Excerpts from a pointing dataset
----
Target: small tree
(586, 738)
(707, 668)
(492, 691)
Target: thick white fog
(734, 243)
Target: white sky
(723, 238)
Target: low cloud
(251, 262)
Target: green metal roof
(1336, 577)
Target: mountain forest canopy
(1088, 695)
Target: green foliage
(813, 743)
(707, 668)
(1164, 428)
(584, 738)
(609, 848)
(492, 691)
----
• _REQUEST_
Write out every line of the records again, starting at the line "Target: mountain forest canopy" and ending at the last line of the records. Add 93 to each coordinate in the answers.

• _SOLUTION TO THE EXERCISE_
Target: mountain forest canopy
(1181, 788)
Target: green foliage
(906, 836)
(800, 761)
(1257, 521)
(677, 831)
(702, 941)
(585, 784)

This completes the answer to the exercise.